--- Selected excerpt ---
Peter Daszak, who led the WHO investigation into China to quash the theory that COVID-19 originated from a lab leak, declared his alliance with the CCP.

The highly anticipated, controversial WHO COVID-19 investigation into China has been finally released on Tuesday following several delays. On the same day, COVID-19 investigator Peter Daszak made an appearance on the state-run China Global Television Network (CGTN) to hype the findings that absolved the Wuhan virology lab from any faults concerning the coronavirus.

Daszak, who in the past has developed a habit of praising communist China' state-run media outlets, admitted that he had previously collaborated with the Chinese Communist Party and its scientific communities in the recent interview, The National Pulse reported.

"Everybody knows that I have strong collaboration with the Wuhan Institute of Virology for many years," WHO COVID-19 investigator Daszak said after reiterating that the coronavirus lab leak was an improbable theory.

The National Pulse reported that according to Daszak, they "didn't see significant information that suggests'' that the lab leak hypothesis was indeed true. He said that as a scientist, he can only "deal with the evidence you see in front of your eyes" and since there was no evidence to support the lab leak theory, they concluded that it was "extremely unlikely."

--- Entries provided ---
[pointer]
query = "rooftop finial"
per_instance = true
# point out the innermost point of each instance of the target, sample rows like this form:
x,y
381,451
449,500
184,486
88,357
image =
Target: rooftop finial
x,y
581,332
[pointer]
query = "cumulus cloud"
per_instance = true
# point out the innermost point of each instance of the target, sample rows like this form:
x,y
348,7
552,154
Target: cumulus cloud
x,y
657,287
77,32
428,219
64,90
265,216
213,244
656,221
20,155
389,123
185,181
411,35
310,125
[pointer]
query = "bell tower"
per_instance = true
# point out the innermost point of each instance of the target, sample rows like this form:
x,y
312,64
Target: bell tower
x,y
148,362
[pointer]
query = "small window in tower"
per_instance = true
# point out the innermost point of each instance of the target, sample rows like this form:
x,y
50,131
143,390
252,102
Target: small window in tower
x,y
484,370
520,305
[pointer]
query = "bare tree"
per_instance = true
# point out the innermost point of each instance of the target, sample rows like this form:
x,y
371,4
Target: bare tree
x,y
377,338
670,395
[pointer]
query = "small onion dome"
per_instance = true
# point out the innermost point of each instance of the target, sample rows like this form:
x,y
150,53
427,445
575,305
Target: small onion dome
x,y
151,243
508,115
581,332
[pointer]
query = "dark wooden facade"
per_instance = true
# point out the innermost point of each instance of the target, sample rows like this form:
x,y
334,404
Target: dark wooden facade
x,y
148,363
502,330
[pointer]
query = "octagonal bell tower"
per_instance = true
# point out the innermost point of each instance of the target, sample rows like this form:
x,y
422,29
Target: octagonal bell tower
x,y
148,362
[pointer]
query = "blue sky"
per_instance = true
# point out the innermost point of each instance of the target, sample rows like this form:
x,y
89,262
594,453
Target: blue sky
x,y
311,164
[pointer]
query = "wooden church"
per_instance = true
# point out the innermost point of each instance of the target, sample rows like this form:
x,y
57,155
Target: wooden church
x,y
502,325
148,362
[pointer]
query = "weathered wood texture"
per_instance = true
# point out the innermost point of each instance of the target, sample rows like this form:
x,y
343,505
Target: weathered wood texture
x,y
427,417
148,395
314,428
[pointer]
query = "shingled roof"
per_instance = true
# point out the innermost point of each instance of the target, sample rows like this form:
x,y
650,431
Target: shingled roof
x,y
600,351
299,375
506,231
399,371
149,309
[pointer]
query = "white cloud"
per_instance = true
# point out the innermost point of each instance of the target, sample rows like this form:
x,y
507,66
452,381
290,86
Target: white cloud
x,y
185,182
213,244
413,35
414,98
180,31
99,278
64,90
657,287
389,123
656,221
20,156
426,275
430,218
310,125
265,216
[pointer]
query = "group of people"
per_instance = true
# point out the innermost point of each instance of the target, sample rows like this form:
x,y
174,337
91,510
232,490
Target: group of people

--- Problem set ---
(a) Could you duplicate the passage of the Daszak article that opens with the words containing "The highly anticipated, controversial" and closes with "concerning the coronavirus."?
(b) Which phrases does the Daszak article set inside quotation marks? List every one.
The lines are separate material, unrelated to the Daszak article.

--- Expected results ---
(a)
The highly anticipated, controversial WHO COVID-19 investigation into China has been finally released on Tuesday following several delays. On the same day, COVID-19 investigator Peter Daszak made an appearance on the state-run China Global Television Network (CGTN) to hype the findings that absolved the Wuhan virology lab from any faults concerning the coronavirus.

(b)
- "Everybody knows that I have strong collaboration with the Wuhan Institute of Virology for many years"
- "didn't see significant information that suggests"
- "deal with the evidence you see in front of your eyes"
- "extremely unlikely"